EXERCISE OBJECTIVE: Reproduce the practical notes on visiting Croatia below word for word, with every line and punctuation mark unchanged.

EXCERPT TO READ:

Incidentally, Croatian cars carry HR international registrations and local web-sites use the ‘dot hr’ suffix.
The dialling prefix for Croatia is +385 or 00385, which is useful to know if you have to ring someone as soon as you get there!
The local currency is the Kuna, and at time of writing there were about 11 to the £. Croatia has applied for full EU membership, but as yet, can still be regarded as ‘duty free’ when it comes to airport purchases. Also, some of the prestigious shops in the old city offer tax rebates, with, no doubt lots of nice forms to fill in!
Electricity is the usual 220v as for the rest of Europe, using the same circular sockets that you’ll find in France and Germany.
From what I observed of driving standards, there’s nothing unduly untoward to report. Yes, they stop at pedestrian crossings, but yes, the driver behind will ‘beep’ you if you seem to be ‘too considerate’.
Once you’ve handled the M25 or driving in Turkey, this’ll be a walk in the park for you.

DATA EXCERPTS:
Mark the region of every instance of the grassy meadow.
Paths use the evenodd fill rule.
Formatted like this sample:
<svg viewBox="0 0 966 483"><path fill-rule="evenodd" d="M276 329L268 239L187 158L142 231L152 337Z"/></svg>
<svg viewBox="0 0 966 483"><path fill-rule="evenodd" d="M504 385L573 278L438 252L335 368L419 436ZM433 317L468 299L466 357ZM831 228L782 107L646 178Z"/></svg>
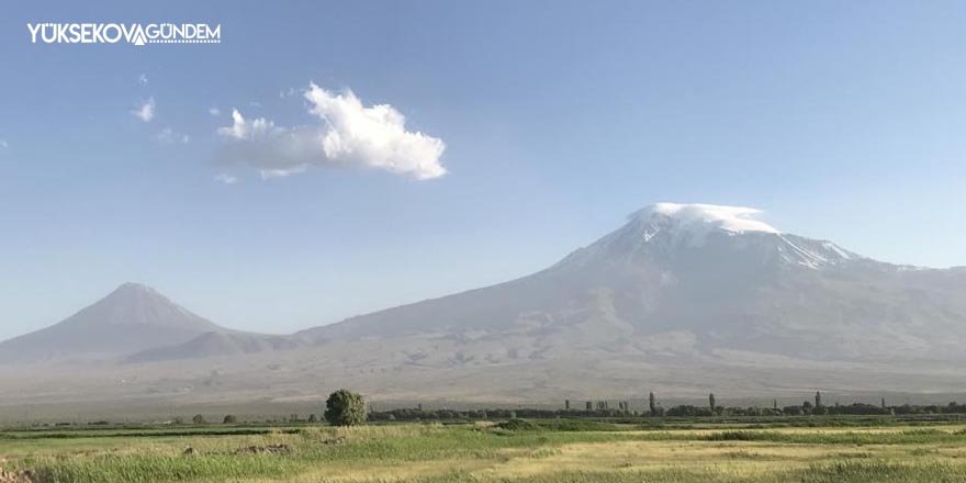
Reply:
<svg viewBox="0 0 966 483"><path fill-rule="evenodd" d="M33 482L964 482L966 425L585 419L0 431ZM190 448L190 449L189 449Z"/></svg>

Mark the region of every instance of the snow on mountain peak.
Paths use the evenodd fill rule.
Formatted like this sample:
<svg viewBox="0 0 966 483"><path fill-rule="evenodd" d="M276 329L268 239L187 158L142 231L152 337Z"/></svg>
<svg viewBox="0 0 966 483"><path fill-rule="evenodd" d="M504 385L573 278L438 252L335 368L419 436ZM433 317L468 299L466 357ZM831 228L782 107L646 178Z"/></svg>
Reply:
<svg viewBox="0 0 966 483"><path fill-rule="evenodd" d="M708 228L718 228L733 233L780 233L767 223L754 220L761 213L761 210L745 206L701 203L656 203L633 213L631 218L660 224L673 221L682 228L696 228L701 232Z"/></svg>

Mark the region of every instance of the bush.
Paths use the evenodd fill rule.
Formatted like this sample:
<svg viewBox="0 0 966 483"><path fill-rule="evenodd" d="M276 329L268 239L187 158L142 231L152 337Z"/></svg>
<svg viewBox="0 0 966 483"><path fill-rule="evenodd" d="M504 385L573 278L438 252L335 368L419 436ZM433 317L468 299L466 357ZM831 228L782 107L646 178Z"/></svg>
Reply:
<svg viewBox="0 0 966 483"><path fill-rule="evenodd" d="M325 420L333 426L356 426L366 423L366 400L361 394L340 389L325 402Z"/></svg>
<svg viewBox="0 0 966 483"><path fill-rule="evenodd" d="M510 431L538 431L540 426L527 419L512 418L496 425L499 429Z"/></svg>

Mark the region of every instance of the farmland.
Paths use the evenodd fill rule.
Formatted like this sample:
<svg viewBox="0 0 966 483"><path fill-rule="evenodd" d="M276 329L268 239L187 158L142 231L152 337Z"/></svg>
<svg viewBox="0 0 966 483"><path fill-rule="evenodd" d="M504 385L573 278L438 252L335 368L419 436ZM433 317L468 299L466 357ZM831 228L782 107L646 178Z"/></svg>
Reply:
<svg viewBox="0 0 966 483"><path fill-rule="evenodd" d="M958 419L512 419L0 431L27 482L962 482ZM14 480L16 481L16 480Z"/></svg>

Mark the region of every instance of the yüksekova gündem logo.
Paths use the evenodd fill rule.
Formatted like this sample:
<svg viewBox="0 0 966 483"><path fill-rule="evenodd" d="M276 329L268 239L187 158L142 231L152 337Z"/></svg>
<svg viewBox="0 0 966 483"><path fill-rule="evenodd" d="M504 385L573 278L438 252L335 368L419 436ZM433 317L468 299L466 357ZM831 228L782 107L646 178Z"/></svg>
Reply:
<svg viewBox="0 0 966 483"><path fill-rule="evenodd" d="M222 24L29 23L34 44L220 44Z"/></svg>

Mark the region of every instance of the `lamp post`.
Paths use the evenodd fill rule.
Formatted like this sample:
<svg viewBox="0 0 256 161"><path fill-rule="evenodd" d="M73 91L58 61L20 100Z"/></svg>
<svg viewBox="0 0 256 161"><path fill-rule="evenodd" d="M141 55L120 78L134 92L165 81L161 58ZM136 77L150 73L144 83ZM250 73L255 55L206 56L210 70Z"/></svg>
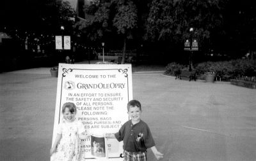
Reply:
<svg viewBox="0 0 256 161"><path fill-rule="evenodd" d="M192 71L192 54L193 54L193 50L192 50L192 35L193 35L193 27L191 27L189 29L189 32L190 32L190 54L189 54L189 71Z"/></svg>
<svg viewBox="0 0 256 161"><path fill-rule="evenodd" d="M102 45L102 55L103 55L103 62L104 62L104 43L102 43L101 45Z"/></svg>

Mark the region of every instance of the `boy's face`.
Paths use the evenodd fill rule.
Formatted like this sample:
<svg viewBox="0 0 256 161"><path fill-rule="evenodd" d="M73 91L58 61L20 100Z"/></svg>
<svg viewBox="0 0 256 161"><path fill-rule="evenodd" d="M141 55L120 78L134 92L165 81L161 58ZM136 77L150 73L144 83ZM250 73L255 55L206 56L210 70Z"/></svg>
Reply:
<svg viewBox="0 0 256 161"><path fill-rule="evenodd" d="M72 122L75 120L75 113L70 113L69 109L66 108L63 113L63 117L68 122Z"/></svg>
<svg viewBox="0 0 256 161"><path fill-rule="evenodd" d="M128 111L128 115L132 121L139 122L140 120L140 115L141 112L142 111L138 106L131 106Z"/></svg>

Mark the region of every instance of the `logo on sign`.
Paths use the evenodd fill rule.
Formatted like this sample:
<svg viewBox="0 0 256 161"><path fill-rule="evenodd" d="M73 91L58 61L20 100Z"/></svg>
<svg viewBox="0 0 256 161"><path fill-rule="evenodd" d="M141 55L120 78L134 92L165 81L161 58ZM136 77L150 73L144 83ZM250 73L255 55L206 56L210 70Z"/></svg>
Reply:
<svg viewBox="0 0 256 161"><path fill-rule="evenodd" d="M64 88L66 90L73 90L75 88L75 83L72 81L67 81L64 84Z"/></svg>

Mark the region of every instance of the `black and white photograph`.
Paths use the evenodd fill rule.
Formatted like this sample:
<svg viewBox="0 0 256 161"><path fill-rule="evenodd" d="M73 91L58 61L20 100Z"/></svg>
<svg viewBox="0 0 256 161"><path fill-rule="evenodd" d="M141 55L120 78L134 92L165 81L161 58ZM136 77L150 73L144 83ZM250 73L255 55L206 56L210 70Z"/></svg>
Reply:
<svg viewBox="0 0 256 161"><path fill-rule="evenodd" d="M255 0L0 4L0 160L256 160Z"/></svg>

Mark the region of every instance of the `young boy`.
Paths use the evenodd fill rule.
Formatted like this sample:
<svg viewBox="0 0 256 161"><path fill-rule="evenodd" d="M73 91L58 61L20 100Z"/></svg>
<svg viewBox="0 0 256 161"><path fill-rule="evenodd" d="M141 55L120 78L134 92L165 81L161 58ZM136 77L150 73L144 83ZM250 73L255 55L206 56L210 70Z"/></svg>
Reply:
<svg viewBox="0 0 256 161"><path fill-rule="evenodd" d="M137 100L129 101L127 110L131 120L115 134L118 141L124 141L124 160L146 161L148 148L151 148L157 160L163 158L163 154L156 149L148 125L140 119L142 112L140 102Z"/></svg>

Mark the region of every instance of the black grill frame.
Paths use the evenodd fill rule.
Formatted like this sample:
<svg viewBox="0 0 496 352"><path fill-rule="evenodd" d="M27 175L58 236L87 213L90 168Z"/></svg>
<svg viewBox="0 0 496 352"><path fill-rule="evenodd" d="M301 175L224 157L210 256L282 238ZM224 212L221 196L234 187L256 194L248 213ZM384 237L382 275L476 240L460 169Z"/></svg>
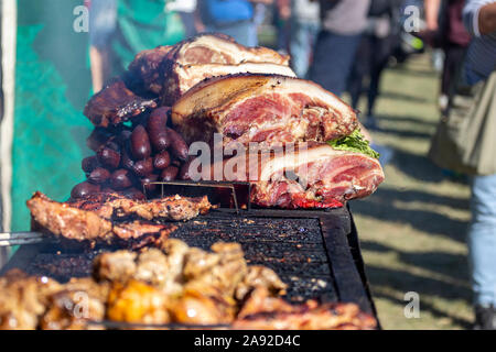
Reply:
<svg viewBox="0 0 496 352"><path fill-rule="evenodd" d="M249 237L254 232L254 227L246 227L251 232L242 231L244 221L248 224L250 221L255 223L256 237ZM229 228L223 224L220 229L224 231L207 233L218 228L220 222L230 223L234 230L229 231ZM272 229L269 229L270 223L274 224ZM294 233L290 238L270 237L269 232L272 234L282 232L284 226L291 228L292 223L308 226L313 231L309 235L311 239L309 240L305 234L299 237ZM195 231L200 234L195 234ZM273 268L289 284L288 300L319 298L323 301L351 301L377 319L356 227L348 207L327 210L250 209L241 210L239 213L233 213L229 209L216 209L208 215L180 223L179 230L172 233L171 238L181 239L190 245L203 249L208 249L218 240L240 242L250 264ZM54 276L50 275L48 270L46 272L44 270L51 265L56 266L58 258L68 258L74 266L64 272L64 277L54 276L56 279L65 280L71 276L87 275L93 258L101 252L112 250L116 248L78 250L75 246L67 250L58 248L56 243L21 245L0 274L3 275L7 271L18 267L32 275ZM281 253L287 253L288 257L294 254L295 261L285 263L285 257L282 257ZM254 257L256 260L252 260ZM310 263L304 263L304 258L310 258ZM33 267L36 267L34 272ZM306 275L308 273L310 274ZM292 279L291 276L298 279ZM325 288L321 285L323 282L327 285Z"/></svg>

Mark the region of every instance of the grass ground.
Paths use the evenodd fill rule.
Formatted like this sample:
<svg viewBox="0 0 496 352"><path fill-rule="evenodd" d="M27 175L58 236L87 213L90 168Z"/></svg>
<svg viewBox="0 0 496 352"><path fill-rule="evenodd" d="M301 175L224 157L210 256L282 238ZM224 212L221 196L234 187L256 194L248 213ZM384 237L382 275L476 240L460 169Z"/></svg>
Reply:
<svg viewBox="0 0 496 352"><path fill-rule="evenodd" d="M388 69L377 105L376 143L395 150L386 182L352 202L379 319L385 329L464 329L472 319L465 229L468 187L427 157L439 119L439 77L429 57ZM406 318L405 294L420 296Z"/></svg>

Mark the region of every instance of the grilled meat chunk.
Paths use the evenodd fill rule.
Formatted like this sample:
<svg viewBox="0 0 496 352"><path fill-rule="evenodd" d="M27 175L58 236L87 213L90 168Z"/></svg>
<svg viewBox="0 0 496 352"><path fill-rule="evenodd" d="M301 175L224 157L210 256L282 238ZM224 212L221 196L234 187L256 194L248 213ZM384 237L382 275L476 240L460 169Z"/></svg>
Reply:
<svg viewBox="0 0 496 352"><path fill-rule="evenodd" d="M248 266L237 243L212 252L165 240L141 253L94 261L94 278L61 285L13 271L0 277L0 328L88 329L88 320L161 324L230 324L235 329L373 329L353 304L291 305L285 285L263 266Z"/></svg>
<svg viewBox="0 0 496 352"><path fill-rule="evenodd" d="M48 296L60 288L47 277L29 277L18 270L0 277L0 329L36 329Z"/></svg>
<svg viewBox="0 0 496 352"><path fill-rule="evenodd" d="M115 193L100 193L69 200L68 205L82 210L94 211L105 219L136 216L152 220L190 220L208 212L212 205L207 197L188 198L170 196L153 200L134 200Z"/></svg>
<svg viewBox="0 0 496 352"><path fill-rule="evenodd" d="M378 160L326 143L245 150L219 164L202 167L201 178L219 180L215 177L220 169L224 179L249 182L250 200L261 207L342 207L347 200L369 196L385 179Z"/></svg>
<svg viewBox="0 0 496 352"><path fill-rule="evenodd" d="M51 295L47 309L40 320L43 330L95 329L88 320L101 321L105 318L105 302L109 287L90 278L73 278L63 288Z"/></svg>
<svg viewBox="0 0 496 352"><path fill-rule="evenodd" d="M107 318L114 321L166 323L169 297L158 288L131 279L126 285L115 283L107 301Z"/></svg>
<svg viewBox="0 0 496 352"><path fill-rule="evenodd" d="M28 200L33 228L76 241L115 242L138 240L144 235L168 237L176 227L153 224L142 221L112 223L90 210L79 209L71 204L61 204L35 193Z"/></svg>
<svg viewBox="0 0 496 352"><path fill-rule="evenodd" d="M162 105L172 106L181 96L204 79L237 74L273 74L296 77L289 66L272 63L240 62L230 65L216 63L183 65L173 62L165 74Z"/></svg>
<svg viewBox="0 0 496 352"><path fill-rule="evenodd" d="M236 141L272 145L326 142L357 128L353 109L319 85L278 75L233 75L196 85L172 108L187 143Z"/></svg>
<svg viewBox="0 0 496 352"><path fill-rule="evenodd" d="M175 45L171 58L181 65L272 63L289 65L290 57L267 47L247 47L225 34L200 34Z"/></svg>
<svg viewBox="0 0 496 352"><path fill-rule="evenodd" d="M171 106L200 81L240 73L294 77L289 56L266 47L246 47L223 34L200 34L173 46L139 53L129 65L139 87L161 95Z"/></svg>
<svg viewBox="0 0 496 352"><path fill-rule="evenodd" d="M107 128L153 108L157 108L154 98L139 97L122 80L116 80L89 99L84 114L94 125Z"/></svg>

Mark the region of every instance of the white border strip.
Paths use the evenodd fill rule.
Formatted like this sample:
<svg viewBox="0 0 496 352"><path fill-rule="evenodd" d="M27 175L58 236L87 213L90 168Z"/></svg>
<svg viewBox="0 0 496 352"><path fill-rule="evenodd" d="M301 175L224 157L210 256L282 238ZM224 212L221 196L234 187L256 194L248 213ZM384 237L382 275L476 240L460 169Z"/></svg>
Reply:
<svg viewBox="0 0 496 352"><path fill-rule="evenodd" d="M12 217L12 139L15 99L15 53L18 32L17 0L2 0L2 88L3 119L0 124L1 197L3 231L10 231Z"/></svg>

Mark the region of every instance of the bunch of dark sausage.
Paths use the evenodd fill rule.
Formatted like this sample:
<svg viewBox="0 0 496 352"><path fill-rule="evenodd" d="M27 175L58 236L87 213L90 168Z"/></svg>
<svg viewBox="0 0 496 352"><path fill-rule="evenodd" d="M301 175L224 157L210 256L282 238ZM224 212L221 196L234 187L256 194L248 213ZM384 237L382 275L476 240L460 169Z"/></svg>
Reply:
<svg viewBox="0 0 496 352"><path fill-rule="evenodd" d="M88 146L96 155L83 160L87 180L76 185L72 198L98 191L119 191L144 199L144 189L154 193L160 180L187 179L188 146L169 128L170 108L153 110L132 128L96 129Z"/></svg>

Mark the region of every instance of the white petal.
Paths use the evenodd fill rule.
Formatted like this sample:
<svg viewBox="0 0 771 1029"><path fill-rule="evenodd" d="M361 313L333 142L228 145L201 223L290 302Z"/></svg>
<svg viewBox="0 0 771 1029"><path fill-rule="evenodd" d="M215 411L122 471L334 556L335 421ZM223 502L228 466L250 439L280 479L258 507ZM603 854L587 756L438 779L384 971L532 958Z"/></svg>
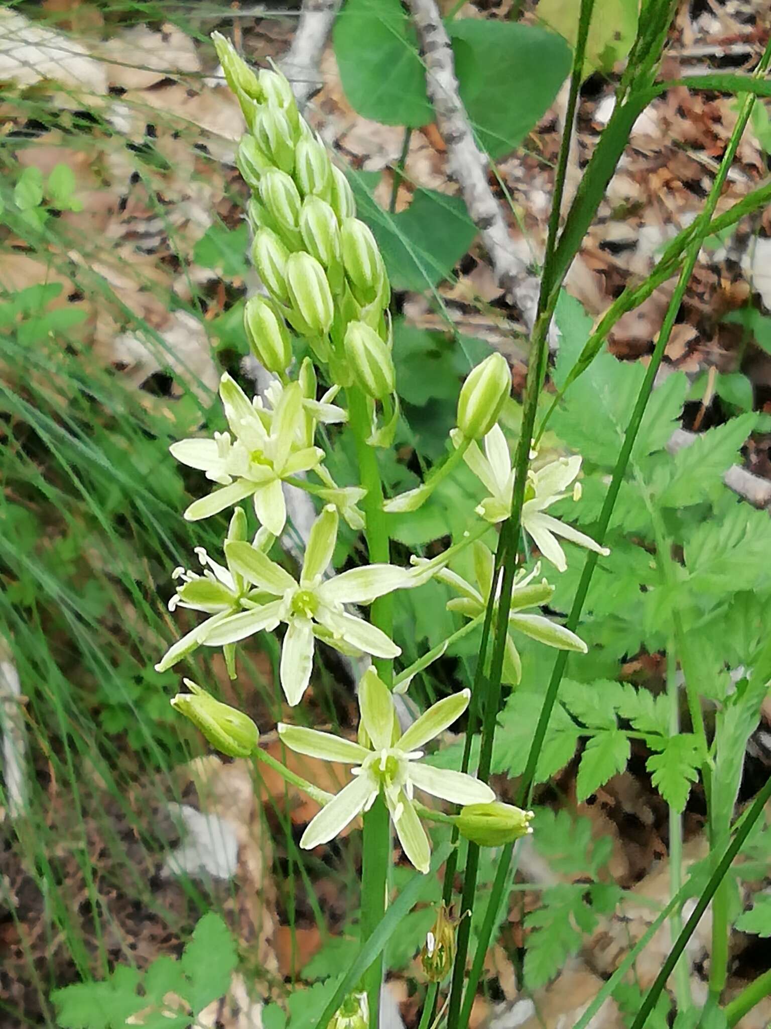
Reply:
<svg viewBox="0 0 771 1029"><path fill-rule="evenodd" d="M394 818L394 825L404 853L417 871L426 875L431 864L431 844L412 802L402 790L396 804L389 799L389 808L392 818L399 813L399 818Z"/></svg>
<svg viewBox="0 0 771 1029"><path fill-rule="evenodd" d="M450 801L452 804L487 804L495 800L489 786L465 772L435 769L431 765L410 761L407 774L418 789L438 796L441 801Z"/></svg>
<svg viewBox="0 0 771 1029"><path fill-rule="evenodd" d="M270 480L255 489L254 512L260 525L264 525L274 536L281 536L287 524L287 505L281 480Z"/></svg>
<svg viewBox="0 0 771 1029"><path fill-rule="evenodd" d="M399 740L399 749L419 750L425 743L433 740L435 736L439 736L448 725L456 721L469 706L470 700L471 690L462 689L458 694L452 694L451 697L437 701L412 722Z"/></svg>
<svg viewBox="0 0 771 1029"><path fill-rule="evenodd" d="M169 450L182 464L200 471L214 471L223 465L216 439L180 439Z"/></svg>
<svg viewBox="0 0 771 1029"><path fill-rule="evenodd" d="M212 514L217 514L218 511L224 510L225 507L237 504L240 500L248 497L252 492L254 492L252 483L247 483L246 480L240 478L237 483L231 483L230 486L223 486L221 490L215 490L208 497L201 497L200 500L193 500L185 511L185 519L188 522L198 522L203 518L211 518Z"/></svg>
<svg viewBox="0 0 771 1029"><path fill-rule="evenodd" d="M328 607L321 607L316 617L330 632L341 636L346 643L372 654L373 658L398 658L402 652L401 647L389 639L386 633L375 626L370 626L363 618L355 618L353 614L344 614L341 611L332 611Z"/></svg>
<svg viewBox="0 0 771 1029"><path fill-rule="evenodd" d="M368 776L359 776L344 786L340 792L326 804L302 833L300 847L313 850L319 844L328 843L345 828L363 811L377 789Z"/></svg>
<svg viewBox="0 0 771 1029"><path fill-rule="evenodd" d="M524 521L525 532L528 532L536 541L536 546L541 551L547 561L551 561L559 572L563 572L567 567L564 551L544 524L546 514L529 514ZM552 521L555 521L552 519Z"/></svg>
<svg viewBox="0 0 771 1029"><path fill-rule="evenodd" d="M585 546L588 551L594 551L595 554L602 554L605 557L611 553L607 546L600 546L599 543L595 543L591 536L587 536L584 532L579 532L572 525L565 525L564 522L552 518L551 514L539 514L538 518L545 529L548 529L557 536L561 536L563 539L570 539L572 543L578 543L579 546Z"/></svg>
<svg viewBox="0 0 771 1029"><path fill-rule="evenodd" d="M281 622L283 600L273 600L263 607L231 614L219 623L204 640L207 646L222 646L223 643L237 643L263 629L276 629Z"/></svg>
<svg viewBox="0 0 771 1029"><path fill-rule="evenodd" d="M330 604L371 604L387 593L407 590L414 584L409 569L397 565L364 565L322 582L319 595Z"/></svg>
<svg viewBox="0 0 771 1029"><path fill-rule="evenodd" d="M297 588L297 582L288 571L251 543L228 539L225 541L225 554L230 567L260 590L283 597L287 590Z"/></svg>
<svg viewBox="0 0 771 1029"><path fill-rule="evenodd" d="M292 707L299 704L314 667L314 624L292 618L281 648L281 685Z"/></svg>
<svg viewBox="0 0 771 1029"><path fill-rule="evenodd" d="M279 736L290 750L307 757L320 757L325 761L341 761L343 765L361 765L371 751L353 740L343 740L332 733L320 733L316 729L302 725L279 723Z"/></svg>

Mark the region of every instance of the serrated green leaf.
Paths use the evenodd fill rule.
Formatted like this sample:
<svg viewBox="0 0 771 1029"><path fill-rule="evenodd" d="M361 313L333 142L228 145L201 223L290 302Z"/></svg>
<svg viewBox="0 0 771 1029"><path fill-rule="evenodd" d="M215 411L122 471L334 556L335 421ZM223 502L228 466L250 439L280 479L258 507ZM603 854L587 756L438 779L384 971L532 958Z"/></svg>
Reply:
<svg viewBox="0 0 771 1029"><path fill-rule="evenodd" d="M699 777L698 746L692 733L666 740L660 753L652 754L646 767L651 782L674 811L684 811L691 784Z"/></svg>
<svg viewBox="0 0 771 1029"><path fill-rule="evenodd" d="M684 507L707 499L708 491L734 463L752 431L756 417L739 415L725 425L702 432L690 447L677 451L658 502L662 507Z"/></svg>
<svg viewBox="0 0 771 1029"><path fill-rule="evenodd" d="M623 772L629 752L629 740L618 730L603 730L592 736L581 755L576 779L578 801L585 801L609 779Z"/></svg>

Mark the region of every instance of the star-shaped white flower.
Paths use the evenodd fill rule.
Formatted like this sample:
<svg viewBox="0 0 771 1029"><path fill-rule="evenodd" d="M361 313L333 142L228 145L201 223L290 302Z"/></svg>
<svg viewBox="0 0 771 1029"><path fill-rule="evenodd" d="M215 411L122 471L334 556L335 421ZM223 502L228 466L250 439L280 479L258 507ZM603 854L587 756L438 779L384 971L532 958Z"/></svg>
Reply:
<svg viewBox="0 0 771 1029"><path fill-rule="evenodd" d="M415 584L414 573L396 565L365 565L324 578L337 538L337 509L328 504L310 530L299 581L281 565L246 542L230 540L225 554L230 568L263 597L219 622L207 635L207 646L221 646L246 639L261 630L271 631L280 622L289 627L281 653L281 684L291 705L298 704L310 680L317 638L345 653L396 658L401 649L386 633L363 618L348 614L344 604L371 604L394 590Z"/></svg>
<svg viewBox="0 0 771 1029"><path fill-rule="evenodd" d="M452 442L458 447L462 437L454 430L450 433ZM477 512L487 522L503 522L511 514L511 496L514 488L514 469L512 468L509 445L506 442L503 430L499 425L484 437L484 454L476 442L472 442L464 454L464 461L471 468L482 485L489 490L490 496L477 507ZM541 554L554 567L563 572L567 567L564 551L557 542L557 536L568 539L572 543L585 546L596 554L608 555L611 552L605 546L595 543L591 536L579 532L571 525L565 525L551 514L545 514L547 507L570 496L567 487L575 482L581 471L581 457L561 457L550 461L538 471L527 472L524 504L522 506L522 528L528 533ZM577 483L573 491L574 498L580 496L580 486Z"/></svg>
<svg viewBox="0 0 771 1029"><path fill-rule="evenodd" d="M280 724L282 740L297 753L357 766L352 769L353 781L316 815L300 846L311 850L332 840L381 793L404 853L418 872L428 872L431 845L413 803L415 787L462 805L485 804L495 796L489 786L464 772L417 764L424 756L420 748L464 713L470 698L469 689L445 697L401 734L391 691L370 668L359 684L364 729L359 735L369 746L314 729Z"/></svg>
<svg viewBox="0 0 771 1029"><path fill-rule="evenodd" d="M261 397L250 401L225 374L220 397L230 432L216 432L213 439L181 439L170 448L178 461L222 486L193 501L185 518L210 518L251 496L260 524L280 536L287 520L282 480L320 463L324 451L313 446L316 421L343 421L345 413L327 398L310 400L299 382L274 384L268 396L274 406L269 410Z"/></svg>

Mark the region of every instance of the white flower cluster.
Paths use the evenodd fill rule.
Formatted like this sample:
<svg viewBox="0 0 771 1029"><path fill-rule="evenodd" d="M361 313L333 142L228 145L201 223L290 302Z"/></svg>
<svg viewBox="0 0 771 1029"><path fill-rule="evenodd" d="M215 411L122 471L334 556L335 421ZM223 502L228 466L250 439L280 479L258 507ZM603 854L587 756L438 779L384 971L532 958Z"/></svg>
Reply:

SOLUTION TO THIS PROBLEM:
Incidentally, Croatian cars carry HR international registrations and local web-sites use the ‘dot hr’ suffix.
The dialling prefix for Croatia is +385 or 00385, which is useful to know if you have to ring someone as soon as you get there!
The local currency is the Kuna, and at time of writing there were about 11 to the £. Croatia has applied for full EU membership, but as yet, can still be regarded as ‘duty free’ when it comes to airport purchases. Also, some of the prestigious shops in the old city offer tax rebates, with, no doubt lots of nice forms to fill in!
Electricity is the usual 220v as for the rest of Europe, using the same circular sockets that you’ll find in France and Germany.
From what I observed of driving standards, there’s nothing unduly untoward to report. Yes, they stop at pedestrian crossings, but yes, the driver behind will ‘beep’ you if you seem to be ‘too considerate’.
Once you’ve handled the M25 or driving in Turkey, this’ll be a walk in the park for you.